GIVEN EXERCISE: Which lines in the rows below contain the string "stove"? Pull each one out and copy it in full.

* begin RECORDS PROVIDED *

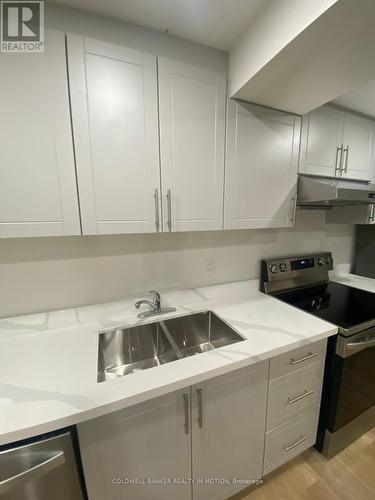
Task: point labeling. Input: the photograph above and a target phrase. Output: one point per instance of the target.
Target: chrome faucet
(155, 305)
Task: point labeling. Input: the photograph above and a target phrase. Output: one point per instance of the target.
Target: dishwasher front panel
(40, 470)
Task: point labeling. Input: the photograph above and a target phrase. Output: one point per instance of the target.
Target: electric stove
(348, 397)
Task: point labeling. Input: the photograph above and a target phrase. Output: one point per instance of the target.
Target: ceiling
(361, 99)
(216, 23)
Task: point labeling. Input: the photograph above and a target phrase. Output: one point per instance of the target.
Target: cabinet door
(38, 193)
(358, 140)
(228, 431)
(115, 123)
(321, 142)
(192, 126)
(261, 167)
(128, 454)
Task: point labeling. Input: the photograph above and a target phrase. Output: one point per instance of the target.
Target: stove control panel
(296, 270)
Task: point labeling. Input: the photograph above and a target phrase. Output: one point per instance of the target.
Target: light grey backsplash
(40, 274)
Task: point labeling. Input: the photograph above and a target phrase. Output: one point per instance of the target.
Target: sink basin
(129, 350)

* end RECORDS PROVIDED *

EXPECTED OUTPUT:
Target: electric stove
Target: stove control panel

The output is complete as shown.